### QUOTED TEXT
* Begin *

Indeterminate Matches, Classes, and Ranges

To match any character, just specify a dot or period (.). Thus, the following matches a slash followed by any single character and another slash:

$ egrep '/./' file

The dot is commonly combined with one of the fuzzy quantifiers in the previous section. So the following matches any number of characters (but there has to be at least one) between slashes:

$ egrep '/.+/' file

The following is the same except that it also finds lines with two slashes in a row (//):

$ egrep '/.*/' file

A period is a common character in text, so you often want a dot to mean a dot--not to have its special metacharacter meaning. Whenever you need to search for a character that your tools considers a metacharacter, precede it with a backslash:

$ egrep '\.' file

That command finds just a dot. Because the backslash causes the dot character to escape being treated as a metacharacter, we speak of escaping characters through a backslash.

* End *

### WRITTEN EXERCISE 1
Quote the portion of the passage on the dot in regular expressions that opens with the words containing "The following is" and closes with "through a backslash.".
### WRITTEN EXERCISE 2
Continue the passage on the dot in regular expressions from the point at which it stops.
The entries that follow are drawn from a separate source and are unrelated to the passage on the dot in regular expressions.

### LISTED RECORDS

* Begin *

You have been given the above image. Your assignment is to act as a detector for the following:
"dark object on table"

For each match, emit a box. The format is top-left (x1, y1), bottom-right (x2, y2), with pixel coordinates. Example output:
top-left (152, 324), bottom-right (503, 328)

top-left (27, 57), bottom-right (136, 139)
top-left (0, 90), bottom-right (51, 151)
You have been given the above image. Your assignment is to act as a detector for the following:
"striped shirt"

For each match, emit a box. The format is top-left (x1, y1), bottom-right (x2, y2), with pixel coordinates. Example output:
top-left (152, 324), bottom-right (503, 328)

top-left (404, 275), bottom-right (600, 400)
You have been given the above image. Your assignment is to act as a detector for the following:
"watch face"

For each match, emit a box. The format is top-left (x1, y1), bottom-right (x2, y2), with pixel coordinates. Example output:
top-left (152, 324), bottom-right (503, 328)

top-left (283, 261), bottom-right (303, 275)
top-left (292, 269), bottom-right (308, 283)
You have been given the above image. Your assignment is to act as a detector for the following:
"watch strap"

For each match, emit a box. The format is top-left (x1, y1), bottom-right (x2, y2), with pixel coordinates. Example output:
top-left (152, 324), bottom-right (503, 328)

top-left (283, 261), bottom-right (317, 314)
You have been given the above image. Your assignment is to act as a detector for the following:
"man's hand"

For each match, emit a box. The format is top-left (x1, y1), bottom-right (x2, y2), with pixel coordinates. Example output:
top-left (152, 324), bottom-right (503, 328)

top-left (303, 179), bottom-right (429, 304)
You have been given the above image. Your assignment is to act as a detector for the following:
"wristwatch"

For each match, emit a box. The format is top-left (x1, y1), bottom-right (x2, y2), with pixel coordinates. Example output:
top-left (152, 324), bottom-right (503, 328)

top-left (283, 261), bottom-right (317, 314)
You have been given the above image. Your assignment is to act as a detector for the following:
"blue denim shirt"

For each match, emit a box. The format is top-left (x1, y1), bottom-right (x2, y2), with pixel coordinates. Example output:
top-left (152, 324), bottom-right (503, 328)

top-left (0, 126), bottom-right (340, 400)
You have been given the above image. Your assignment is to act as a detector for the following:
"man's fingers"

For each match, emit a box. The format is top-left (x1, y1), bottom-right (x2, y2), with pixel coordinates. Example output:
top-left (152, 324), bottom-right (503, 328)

* End *

### EXERCISE RESPONSE 1
The following is the same except that it also finds lines with two slashes in a row (//):

$ egrep '/.*/' file

A period is a common character in text, so you often want a dot to mean a dot--not to have its special metacharacter meaning. Whenever you need to search for a character that your tools considers a metacharacter, precede it with a backslash:

$ egrep '\.' file

That command finds just a dot. Because the backslash causes the dot character to escape being treated as a metacharacter, we speak of escaping characters through a backslash.

### EXERCISE RESPONSE 2
If you find yourself searching for strings that contain punctuation and you don't want any of the punctuation treated as a metacharacter, it can be tiresome and difficult to escape each character. Consider using fgrep (which stands for "fixed grep") for these strings instead of grep or egrep. The fgrep command looks for exactly what you pass, and doesn't treat anything as a metacharacter. You still have to use single quotes so the shell doesn't treat anything as a metacharacter.

Square brackets let you specify combinations of characters. For instance, to search for both "gray" and "grey" you specify:

$ egrep "gr[ae]y" color_file
Black and white make grey

To match the letters that are commonly used as vowels in English, write:

[aeiouy]

The order of characters never matters inside the brackets. We can find lines without vowels by submitting the regular expression to egrep. We'll start with a rather garbled file name letter_file:

This is readable text.
Ths s grbg txt.
This is more readable text.
aaaai

Note that the second line contains no vowels, whereas the last line contains only vowels. First we'll search for a vowel:

$ grep '[eauoi]' letter_file
This is readable text.
This is more readable text.
aaaai

The line without vowels failed to match.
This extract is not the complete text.